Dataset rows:

--- start ---

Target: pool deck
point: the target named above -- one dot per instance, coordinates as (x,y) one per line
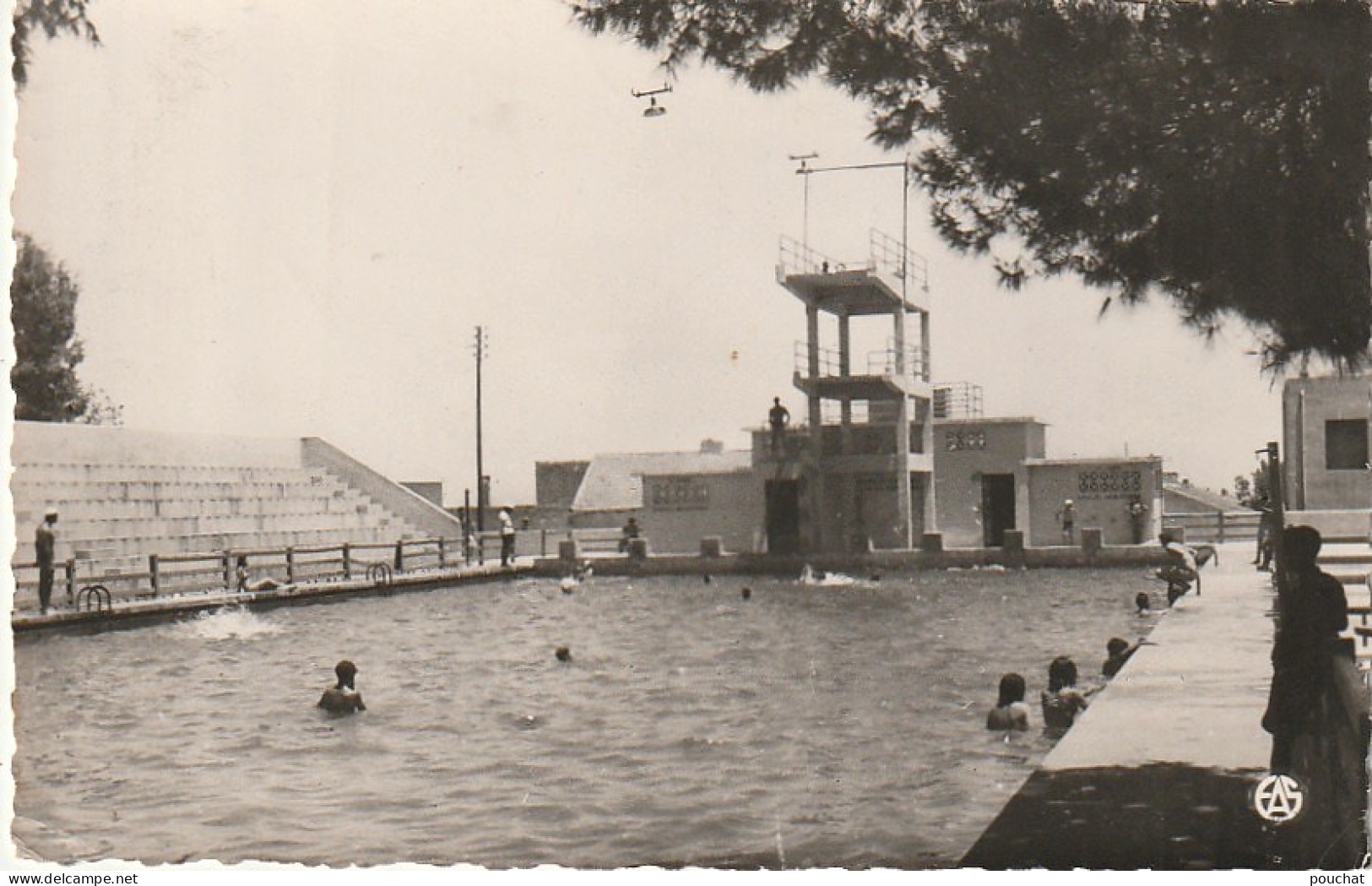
(149,609)
(1159,769)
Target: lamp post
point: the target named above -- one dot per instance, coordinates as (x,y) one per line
(480,349)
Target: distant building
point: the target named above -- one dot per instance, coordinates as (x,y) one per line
(1324,422)
(1183,497)
(1102,492)
(428,490)
(676,498)
(981,479)
(555,490)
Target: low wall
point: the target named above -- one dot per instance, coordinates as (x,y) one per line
(866,565)
(406,505)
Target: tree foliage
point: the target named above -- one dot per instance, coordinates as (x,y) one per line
(52,18)
(44,378)
(1214,154)
(43,295)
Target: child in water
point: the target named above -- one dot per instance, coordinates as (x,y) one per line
(344,698)
(1062,699)
(1010,712)
(1117,653)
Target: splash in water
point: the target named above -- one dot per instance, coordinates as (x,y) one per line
(230,623)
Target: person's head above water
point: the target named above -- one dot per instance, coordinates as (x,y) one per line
(346,672)
(1011,690)
(1062,672)
(1301,546)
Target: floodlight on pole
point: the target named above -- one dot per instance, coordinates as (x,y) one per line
(480,349)
(653,109)
(805,171)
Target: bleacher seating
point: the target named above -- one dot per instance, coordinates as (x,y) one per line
(127,494)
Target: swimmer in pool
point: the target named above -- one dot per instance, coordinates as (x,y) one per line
(1010,712)
(1062,699)
(1117,653)
(344,697)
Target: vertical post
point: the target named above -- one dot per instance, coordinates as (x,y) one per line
(1277,499)
(816,431)
(480,470)
(903,498)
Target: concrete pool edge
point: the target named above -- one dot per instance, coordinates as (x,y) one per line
(1159,771)
(154,609)
(157,609)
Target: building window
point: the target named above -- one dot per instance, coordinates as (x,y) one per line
(961,441)
(1346,444)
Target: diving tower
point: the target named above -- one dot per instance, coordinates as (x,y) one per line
(867,463)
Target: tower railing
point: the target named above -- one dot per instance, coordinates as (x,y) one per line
(893,257)
(957,400)
(885,254)
(881,362)
(884,362)
(829,361)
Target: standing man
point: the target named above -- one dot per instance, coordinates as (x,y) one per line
(1069,521)
(778,417)
(44,542)
(507,536)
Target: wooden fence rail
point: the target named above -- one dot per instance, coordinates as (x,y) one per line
(1214,525)
(180,573)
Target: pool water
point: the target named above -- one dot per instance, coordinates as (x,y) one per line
(803,727)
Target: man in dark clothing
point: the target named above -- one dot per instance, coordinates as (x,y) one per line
(778,417)
(44,542)
(1312,611)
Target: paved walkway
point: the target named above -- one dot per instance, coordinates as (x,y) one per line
(1158,771)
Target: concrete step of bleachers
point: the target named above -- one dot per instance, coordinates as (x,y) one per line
(116,547)
(153,490)
(74,510)
(57,472)
(76,534)
(77,510)
(122,496)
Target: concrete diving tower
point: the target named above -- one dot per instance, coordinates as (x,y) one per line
(870,468)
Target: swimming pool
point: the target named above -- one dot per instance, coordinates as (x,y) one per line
(803,727)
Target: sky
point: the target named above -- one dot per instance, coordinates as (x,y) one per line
(289,219)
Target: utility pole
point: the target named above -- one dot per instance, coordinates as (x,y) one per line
(480,347)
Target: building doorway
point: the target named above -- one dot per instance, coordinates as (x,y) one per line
(783,517)
(998,508)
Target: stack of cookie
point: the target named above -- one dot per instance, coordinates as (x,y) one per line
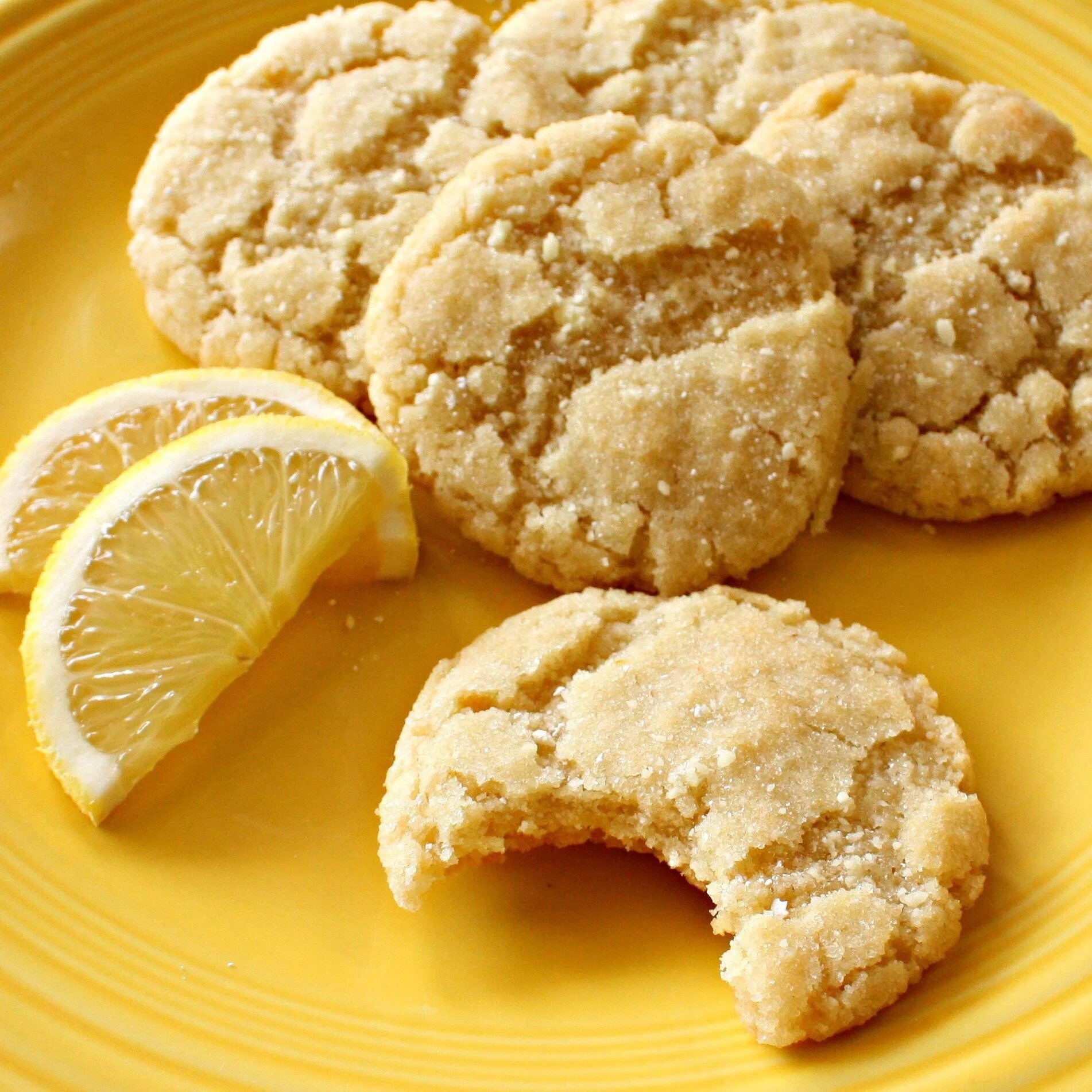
(635,286)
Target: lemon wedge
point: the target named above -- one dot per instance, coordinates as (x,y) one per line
(75,454)
(180,572)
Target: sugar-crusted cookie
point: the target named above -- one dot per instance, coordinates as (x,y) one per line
(961,220)
(793,770)
(721,63)
(614,357)
(278,189)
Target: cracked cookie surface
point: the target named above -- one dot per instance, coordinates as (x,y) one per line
(793,770)
(960,220)
(277,191)
(721,63)
(614,357)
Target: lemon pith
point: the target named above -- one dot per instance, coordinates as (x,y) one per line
(177,576)
(67,460)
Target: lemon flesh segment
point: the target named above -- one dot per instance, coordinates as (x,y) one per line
(64,463)
(168,586)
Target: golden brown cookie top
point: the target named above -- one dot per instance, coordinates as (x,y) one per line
(278,189)
(793,770)
(721,63)
(613,355)
(960,220)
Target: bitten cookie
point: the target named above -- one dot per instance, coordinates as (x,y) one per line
(614,357)
(721,63)
(278,189)
(792,770)
(961,222)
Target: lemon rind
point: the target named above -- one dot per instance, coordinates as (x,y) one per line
(93,779)
(94,410)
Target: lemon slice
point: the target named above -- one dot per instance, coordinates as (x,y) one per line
(180,572)
(75,454)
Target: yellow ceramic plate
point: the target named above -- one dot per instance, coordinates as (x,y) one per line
(230,926)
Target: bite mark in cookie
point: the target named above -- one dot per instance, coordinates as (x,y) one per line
(792,770)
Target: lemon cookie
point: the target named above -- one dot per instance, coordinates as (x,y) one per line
(792,770)
(614,357)
(722,63)
(961,220)
(278,190)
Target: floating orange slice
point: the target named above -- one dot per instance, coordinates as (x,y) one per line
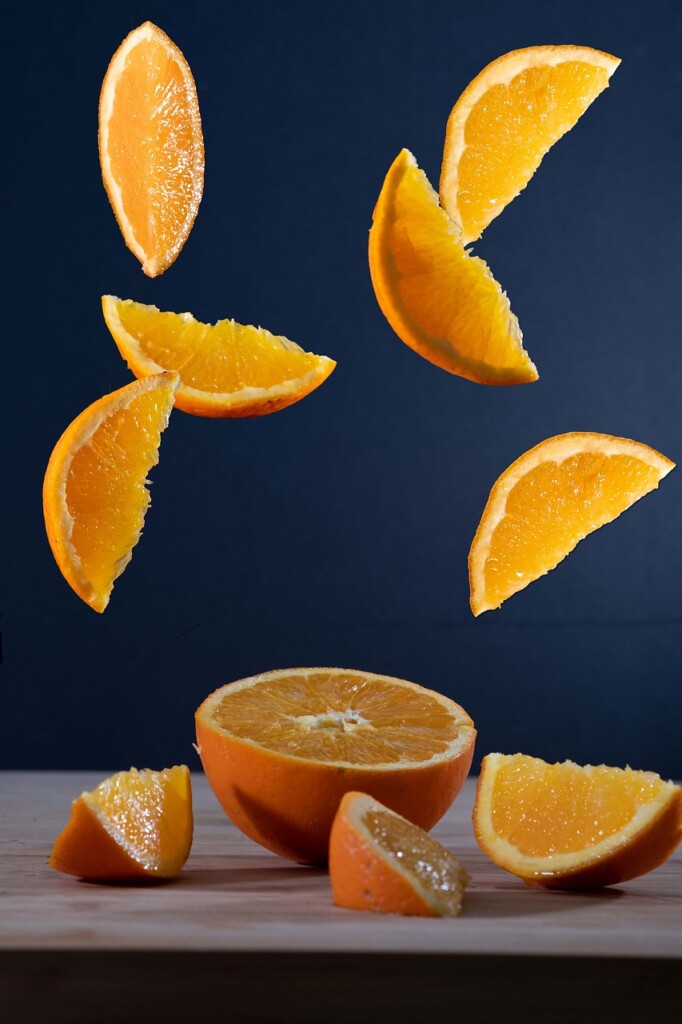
(151,145)
(380,861)
(226,370)
(282,749)
(136,824)
(94,498)
(505,122)
(564,826)
(547,501)
(439,300)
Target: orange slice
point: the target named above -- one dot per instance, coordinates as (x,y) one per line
(281,750)
(507,119)
(151,146)
(226,370)
(551,498)
(564,826)
(439,300)
(136,824)
(380,861)
(94,499)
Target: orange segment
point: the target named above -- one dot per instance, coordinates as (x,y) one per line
(548,501)
(226,370)
(135,824)
(563,825)
(441,302)
(151,145)
(505,122)
(94,495)
(282,749)
(380,861)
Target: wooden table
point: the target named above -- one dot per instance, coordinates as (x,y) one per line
(243,936)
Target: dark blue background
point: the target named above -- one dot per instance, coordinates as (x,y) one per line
(337,531)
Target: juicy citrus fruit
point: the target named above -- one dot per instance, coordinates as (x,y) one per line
(507,119)
(380,861)
(439,300)
(565,826)
(551,498)
(281,750)
(226,370)
(135,824)
(94,497)
(151,145)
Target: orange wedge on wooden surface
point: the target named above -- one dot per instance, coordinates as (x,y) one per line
(505,122)
(439,300)
(94,495)
(151,145)
(547,501)
(380,861)
(226,370)
(282,749)
(136,824)
(566,826)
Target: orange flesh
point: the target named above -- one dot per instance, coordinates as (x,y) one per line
(506,136)
(553,809)
(350,719)
(552,508)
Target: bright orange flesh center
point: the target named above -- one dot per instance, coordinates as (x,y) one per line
(553,809)
(345,718)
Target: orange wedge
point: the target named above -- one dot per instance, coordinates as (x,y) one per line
(151,146)
(94,499)
(282,749)
(380,861)
(551,498)
(507,119)
(226,370)
(136,824)
(564,826)
(439,300)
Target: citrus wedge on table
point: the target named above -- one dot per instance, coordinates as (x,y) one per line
(280,750)
(380,861)
(505,122)
(94,495)
(136,824)
(439,300)
(548,501)
(226,370)
(567,826)
(151,145)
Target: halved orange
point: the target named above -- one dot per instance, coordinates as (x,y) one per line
(380,861)
(151,145)
(547,501)
(567,826)
(94,495)
(505,122)
(281,750)
(439,300)
(136,824)
(226,370)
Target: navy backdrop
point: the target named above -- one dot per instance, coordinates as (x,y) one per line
(337,531)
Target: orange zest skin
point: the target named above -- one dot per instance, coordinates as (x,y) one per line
(136,824)
(507,119)
(226,370)
(94,495)
(440,301)
(281,750)
(548,501)
(380,861)
(151,145)
(566,826)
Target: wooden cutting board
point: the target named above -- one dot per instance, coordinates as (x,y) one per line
(246,936)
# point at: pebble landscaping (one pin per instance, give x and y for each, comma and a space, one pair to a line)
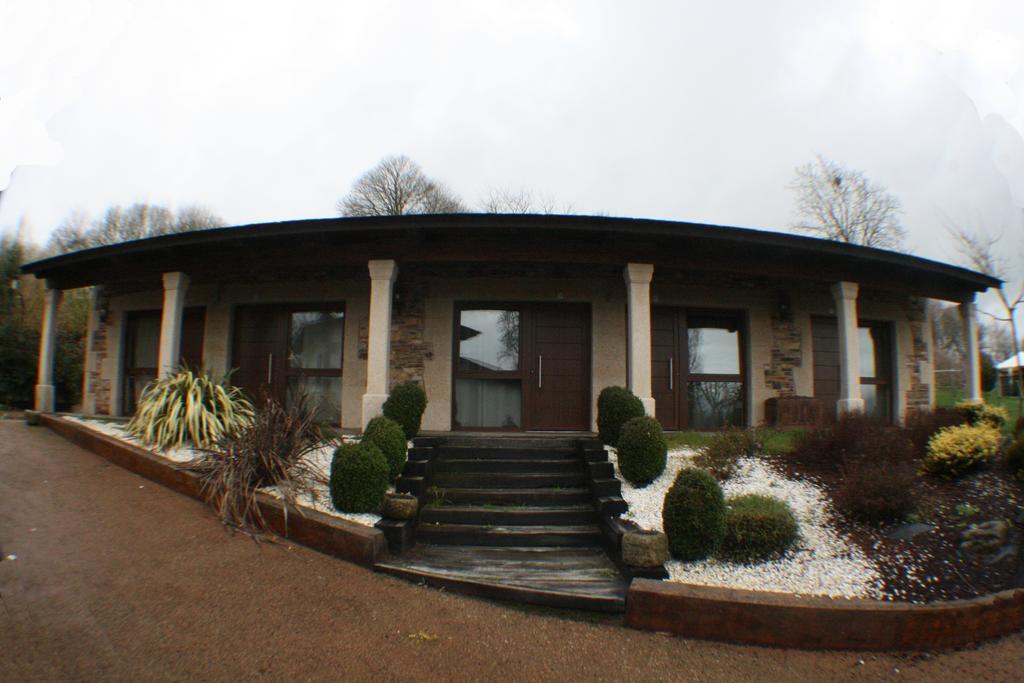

--- end ---

TASK TO COMPLETE —
Leave the pictures out and write out every entry exactly as given.

ANSWER TO THIS EXERCISE —
Target: pool deck
point: the target named above -- one dot per instance, coordinates as (x,y) one per line
(149,609)
(1159,769)
Target: lamp post
point: the target named above -- one dot per instance, coordinates as (x,y) one per line
(480,349)
Target: distant building
point: the target named above -- one dot per instance, coordinates as (x,y) one per line
(1324,422)
(1183,497)
(1102,492)
(428,490)
(676,498)
(981,479)
(555,490)
Target: low wall
point: the target named above -- one dot per instance, coordinates as (x,y) one per line
(866,565)
(406,505)
Target: tree foliage
point: the target named above -- one dot per instance, coordinates as (x,y) one per line
(52,18)
(44,378)
(1214,154)
(43,295)
Target: child in water
point: the target named above -- one dot per instance, coordinates as (x,y) one per line
(344,698)
(1062,699)
(1010,712)
(1117,653)
Target: splash in water
point: the target named above -- one dot per instance, coordinates as (x,y) one per line
(230,623)
Target: person's head above water
point: the target named above -- one dot per instance, coordinates as (x,y) one per line
(346,672)
(1011,690)
(1062,672)
(1301,546)
Target: floodlight on pole
point: the target named above -- one dot per instance, coordinates as (x,y) one per line
(480,349)
(653,109)
(805,171)
Target: bleacher seating
point: the target named above -- one dot per instance, coordinates as (x,y) one per line
(127,494)
Target: swimmer in pool
point: the target named above -- one dot per instance, coordinates as (x,y) one per line
(1010,712)
(1062,699)
(1117,653)
(344,697)
Target: vertical post
point: the target named above -- one dot per instance, coordinates as (x,y) one per line
(1277,499)
(816,431)
(480,470)
(903,498)
Target: concrete pool edge
point: the target named above -- one dot per instance, coordinates as (x,y) one per line
(1159,771)
(154,609)
(157,609)
Target: building window
point: the target named above -- one dot per instance, coordinates as (x,y) one per line
(961,441)
(1346,444)
Target: diving tower
point: the target named above -- one dot per instance, coordinates as (x,y) one per line
(867,463)
Target: tower railing
point: the target named above -- one dot per instance, coordinates as (x,y) one per line
(893,257)
(957,400)
(885,254)
(881,362)
(884,362)
(829,361)
Target: standing man
point: the target named above -- one dot per instance, coordinates as (x,y) one per line
(1069,521)
(778,417)
(44,542)
(507,536)
Target: wooden fence rail
point: the target named above -- one dot per instance, coordinates as (x,y) one per line
(1214,525)
(180,573)
Target: pool water
point: the target named above -- one dot per instance, coordinates as (x,y) one per line
(803,727)
Target: man in dark clothing
point: the target named above -- one dot per instance, coordinates as (x,y) one per line
(778,417)
(44,542)
(1312,611)
Target: paved walkway
point: the target named above -- one dot per instance, coordinates as (x,y) one per line
(1158,771)
Target: concrete step of bleachers
point: the target named above -- one dot per instance, coordinates as (x,y) one per line
(116,547)
(153,490)
(74,510)
(57,472)
(76,534)
(77,510)
(122,496)
Target: concrete diving tower
point: the target named above -- one dot per instance, coordinates as (x,y) one per line
(870,468)
Target: swimming pool
point: the target named above -- one dot per instance, coordinates as (x,y) one per line
(803,727)
Target: sky
point: the target named above -- one dot per instance, coordinates as (x,y) one per line
(289,219)
Target: utility pole
point: the target named above -- one dot per instance, coordinates as (x,y) one per line
(480,347)
Target: building doorway
point: the target named above -- one dot per instance, coordinates as (x,y) one per line
(783,517)
(998,508)
Target: stack of cookie
point: the target named above -- one dot per instance, coordinates as (x,y) one per line
(635,286)
Target: lemon wedge
point: the target named above -- one dot per instance, coordinates as (x,y) one per line
(75,454)
(180,572)
Target: sugar-crusted cookie
point: the target named above -- one dot per instance, coordinates as (x,y) one per line
(961,220)
(793,770)
(721,63)
(614,357)
(278,189)
Target: cracked cookie surface
point: the target named above -- one dot per instance, coordinates as (x,y) one per line
(793,770)
(960,220)
(277,191)
(721,63)
(614,357)
Target: lemon pith
point: the target named above -- one dot per instance, coordinates as (x,y) one per line
(177,576)
(67,460)
Target: lemon flesh segment
point: the target named above -- one dot per instance, coordinates as (x,y) one per line
(64,463)
(168,586)
Target: golden brown cookie top
point: the target named above -- one dot per instance, coordinates as (x,y) one per line
(278,189)
(793,770)
(721,63)
(613,355)
(960,220)
Target: bitten cookie
point: the target named above -- one dot per instance, coordinates as (x,y) one per line
(614,357)
(721,63)
(278,189)
(792,770)
(961,222)
Target: lemon rind
point: the target named above -- one dot per instance, coordinates as (x,y) one per line
(93,779)
(94,410)
Target: lemon slice
point: the target named above -- one dot per instance, coordinates as (x,y) one per line
(180,572)
(75,454)
Target: yellow ceramic plate
point: the target named above -- one dot per instance, coordinates as (x,y) one per line
(230,926)
Target: bite mark in cookie
point: the target named above -- one dot per instance, coordinates as (x,y) one per line
(792,770)
Target: lemon cookie
point: the target named above -- one dot per instance, coordinates as (x,y) one per line
(792,770)
(614,357)
(722,63)
(961,220)
(278,190)
Target: floating orange slice
point: the target named above -- one dot per instance, coordinates as (x,y) one per line
(151,145)
(380,861)
(226,370)
(282,749)
(136,824)
(94,498)
(505,122)
(564,826)
(547,501)
(439,300)
Target: orange slice
point: the target named above -- one dot per instance, coordinates as (x,y) one per line
(281,750)
(507,119)
(151,146)
(226,370)
(551,498)
(564,826)
(439,300)
(136,824)
(380,861)
(94,499)
Target: orange segment
point: the target named above -- one dot per instance, coordinates as (x,y) one per line
(548,501)
(226,370)
(135,824)
(563,825)
(441,302)
(151,145)
(505,122)
(94,495)
(282,749)
(380,861)
Target: wooden table
point: the target named above -- one dot per instance, coordinates as (x,y) one per line
(243,936)
Target: dark blue background
point: the target named above -- one dot per instance, coordinates as (x,y) one per line
(337,531)
Target: juicy citrus fruit
point: the target named above -- one dot per instance, coordinates as (x,y) one per line
(507,119)
(380,861)
(439,300)
(565,826)
(551,498)
(281,750)
(226,370)
(135,824)
(94,497)
(151,145)
Target: orange wedge on wooden surface
point: the target named above -- one dot per instance, coordinates as (x,y) one per line
(505,122)
(439,300)
(94,495)
(151,145)
(547,501)
(380,861)
(226,370)
(282,749)
(136,824)
(566,826)
Target: orange flesh
point: the target named above -- one dot per instance, coordinates as (x,y) one per line
(506,136)
(553,809)
(350,719)
(552,508)
Target: bright orange flesh center
point: the target named above -- one dot per instance, coordinates as (x,y) one per line
(553,809)
(345,718)
Target: orange wedge
point: the target named above -- one dot per instance, coordinates as (x,y) one per line
(151,146)
(94,499)
(282,749)
(380,861)
(551,498)
(507,119)
(226,370)
(136,824)
(564,826)
(439,300)
Target: citrus wedge on table
point: the target named above -- one dot per instance, coordinates as (x,y) one per line
(280,750)
(380,861)
(505,122)
(94,495)
(136,824)
(439,300)
(548,501)
(226,370)
(567,826)
(151,145)
Target: halved orange
point: the target named above -- one dot per instance, coordinates as (x,y) one per line
(380,861)
(151,145)
(547,501)
(567,826)
(94,495)
(505,122)
(281,750)
(439,300)
(136,824)
(226,370)
Target: navy backdrop
point: the target named above -- one dot per instance, coordinates as (x,y) one per line
(337,531)
Target: orange zest skin
point: the target named above -- one dot per instance, coordinates as (x,y) one per line
(136,824)
(507,119)
(226,370)
(94,495)
(440,301)
(281,750)
(548,501)
(380,861)
(151,145)
(566,826)
Target: wooden cutting board
point: the target named above -- one dot per instance, coordinates as (x,y) one per line
(246,936)
# point at: pebble landscaping (one pin per instance, give x and y for each, comma and a space, one pair to a line)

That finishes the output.